Lay out the records from the line with "Point out the teal" through the end of the records as a Markdown table with columns Num and Line, giving each line its own numbered row and omitting blank lines.

Entries from a pointing dataset
---*---
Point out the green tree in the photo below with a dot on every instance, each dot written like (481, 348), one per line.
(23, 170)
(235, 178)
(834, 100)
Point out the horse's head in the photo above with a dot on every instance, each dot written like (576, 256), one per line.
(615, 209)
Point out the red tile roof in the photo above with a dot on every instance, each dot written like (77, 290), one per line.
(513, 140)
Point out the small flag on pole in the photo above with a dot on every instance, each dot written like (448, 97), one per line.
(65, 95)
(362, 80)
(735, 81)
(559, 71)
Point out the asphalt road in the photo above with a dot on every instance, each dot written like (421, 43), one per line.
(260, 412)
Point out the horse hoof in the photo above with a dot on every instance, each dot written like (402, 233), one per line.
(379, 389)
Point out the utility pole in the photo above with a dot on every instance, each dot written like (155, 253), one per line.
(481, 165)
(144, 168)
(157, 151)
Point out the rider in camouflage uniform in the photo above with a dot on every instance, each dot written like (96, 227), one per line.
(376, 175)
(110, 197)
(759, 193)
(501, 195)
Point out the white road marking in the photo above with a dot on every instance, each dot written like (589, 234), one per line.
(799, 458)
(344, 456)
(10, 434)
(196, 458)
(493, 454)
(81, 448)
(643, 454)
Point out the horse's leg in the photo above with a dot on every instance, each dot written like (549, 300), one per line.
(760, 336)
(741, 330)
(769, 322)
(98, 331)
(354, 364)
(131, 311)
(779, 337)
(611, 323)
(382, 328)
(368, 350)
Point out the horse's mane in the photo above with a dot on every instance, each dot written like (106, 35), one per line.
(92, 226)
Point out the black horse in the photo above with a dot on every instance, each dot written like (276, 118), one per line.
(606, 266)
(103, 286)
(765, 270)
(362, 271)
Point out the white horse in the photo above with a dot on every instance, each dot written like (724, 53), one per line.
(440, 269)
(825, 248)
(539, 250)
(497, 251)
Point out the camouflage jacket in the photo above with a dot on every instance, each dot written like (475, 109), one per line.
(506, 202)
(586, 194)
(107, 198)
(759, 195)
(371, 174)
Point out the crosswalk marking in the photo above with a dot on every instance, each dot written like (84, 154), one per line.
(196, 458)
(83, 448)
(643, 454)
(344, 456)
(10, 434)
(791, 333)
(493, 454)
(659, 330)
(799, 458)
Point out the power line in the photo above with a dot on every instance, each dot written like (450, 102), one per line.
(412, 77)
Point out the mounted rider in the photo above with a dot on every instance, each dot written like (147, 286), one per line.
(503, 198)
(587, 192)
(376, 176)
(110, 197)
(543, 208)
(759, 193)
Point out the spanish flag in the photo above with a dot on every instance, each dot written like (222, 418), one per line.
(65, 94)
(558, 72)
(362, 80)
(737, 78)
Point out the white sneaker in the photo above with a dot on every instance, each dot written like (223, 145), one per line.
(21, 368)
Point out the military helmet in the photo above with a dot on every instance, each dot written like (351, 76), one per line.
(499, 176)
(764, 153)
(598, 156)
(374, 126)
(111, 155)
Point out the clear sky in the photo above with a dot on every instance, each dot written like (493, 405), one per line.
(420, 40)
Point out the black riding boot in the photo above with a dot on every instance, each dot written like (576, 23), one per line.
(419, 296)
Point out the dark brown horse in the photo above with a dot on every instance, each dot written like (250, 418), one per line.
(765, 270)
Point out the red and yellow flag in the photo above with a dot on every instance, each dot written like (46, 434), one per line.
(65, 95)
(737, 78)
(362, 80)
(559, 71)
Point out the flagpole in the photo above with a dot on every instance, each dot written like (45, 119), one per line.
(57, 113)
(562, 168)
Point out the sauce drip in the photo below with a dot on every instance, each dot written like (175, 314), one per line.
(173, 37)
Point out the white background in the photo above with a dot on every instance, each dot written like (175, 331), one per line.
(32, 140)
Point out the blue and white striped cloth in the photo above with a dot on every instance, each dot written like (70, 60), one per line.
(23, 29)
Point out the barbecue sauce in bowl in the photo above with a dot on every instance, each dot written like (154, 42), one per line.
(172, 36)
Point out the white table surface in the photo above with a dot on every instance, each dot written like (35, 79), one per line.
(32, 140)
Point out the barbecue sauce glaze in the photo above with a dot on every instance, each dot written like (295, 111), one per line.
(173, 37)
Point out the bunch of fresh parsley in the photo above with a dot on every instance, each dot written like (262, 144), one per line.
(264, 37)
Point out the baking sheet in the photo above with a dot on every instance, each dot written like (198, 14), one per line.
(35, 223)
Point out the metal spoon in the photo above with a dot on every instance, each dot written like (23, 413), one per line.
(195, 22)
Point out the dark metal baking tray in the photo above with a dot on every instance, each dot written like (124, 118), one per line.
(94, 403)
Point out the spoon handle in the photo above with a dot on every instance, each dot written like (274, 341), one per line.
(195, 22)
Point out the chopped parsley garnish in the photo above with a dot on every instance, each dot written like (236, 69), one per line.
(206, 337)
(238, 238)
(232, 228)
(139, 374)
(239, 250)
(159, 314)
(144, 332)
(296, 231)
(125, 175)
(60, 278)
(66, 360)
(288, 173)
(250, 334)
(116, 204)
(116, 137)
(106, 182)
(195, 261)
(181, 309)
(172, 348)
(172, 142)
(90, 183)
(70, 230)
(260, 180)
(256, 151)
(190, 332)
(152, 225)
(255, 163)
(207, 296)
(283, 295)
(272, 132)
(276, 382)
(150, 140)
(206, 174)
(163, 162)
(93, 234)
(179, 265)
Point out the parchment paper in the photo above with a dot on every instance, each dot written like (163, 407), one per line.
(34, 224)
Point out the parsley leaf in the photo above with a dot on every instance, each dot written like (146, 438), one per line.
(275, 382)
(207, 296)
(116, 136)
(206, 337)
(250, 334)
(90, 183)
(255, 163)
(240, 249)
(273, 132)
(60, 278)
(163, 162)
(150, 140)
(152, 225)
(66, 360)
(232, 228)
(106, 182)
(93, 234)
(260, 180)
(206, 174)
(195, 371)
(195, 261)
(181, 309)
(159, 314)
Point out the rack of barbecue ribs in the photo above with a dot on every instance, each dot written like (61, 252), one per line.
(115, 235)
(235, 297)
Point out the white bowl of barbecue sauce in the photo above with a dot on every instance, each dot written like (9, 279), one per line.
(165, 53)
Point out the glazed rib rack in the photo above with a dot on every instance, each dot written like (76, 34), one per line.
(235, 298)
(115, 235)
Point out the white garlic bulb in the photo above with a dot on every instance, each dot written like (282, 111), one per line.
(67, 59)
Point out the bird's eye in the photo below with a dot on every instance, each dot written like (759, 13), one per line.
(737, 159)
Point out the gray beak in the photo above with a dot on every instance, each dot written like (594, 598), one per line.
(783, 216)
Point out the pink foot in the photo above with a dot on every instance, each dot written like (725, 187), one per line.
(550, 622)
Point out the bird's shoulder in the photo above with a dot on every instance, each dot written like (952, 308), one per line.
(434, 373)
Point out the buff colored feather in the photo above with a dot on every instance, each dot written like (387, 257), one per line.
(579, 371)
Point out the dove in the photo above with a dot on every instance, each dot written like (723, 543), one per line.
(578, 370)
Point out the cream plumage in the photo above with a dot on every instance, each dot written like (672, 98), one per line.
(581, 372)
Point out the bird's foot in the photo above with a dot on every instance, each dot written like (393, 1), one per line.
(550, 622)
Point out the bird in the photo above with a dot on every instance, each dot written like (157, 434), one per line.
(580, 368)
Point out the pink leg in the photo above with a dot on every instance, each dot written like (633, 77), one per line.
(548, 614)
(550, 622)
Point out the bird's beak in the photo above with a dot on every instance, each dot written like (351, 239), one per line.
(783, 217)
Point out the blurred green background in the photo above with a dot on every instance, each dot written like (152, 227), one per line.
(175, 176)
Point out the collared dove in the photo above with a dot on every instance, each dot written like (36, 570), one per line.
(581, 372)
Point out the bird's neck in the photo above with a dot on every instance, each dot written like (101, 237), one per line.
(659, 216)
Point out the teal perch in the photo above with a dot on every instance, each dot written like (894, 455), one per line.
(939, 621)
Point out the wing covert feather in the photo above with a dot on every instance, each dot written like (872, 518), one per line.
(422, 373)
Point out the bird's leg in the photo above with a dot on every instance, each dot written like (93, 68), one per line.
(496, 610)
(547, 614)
---*---
* TASK ANSWER *
| Num | Line |
|---|---|
| 1 | Point out the teal perch in the photo above with a dot on every instance, each dot written like (894, 455), one per line. |
| 2 | (939, 621) |
| 3 | Point out the wing covert feather in the photo above with a dot on every instance, each dot written like (872, 518), one per line. |
| 4 | (422, 373) |
| 5 | Point out the bird's leg in the photo above with a dot on every instance, each dot written like (93, 68), one per line. |
| 6 | (496, 610) |
| 7 | (547, 614) |